It is often believed that the Roman wall first defined Roman London, but the invaders were in command of London for 150 years before walls were built and, during that long stretch of time, the city itself evolved in particular- sometimes bloody, sometimes fiery-stages.
In 55 BC a military force under the command of Caesar invaded Britain, and within a short time compelled the tribes around London to accept Roman hegemony. Almost a hundred years later the Romans returned with a more settled policy of invasion and conquest. The troops may have crossed the river at Westminster, or Southwark, or Wallingford; temporary encampments may have been established in Mayfair, or at the Elephant and Castle. It is important for this account only that the administrators and commanders finally chose London as their principal place of settlement because of the strategic advantages of the terrain, and the commercial benefits of this riverine location. Whether the Romans occupied an abandoned settlement, its tribal occupants having fled on wooden trackways into the swamps and forests, is not known. It seems likely, in any event, that the invaders understood the significance of the site from the beginning of their occupation. Here was an estuary, served by a double tide. So it became the central point for seaborne trade in the south of Britain, and the focus for a network of roads which have survived for almost two thousand years.
The outlines of that first city have been revealed by excavation, with two principal streets of gravel running parallel to the river on the eastern hill. One of these streets skirted the bank of the Thames, and can still be traced in the alignment of Cannon Street and Eastcheap; the second road, some hundred yards to the north, comprises the eastern stretch of Lombard Street as it approaches Fenchurch Street. Here are the true origins of the modern city.
==================================================
*Task list*
[1] Reproduce the stretch of the passage on Roman London from "The outlines of" through "the modern city.".
[2] Answer these questions from the passage on Roman London:
(a) For how many years were the Romans in command of London before walls were built?
(b) In what year did a military force under Caesar invade Britain?
(c) In the alignment of which two modern streets can the street along the Thames bank still be traced?

*Excerpted records*
==================================================
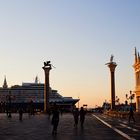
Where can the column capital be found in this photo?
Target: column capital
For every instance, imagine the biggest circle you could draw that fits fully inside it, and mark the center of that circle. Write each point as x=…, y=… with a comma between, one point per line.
x=112, y=66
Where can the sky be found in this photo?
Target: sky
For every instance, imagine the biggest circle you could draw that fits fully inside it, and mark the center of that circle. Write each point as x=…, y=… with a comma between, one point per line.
x=78, y=37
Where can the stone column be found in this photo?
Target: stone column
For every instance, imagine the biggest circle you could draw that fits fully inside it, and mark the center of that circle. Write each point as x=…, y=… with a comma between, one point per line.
x=47, y=68
x=112, y=65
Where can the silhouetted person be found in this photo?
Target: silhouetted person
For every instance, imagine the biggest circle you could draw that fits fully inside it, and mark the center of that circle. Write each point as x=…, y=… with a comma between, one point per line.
x=55, y=120
x=76, y=117
x=82, y=116
x=20, y=114
x=131, y=114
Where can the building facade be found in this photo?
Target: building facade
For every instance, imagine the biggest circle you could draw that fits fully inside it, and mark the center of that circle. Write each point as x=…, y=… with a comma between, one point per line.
x=22, y=95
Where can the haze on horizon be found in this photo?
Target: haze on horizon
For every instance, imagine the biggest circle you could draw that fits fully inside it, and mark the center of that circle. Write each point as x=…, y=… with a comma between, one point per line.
x=78, y=37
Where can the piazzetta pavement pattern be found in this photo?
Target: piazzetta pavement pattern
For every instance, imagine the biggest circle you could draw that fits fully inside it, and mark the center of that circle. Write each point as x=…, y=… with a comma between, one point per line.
x=96, y=127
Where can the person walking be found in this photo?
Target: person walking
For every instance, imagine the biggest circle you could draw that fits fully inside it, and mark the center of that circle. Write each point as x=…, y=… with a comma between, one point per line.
x=76, y=117
x=82, y=116
x=131, y=114
x=55, y=120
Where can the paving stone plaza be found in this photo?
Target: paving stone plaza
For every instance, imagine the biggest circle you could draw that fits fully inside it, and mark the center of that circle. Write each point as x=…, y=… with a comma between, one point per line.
==================================================
*Answer section*
[1]
The outlines of that first city have been revealed by excavation, with two principal streets of gravel running parallel to the river on the eastern hill. One of these streets skirted the bank of the Thames, and can still be traced in the alignment of Cannon Street and Eastcheap; the second road, some hundred yards to the north, comprises the eastern stretch of Lombard Street as it approaches Fenchurch Street. Here are the true origins of the modern city.

[2]
(a) 150 years
(b) 55 BC
(c) Cannon Street and Eastcheap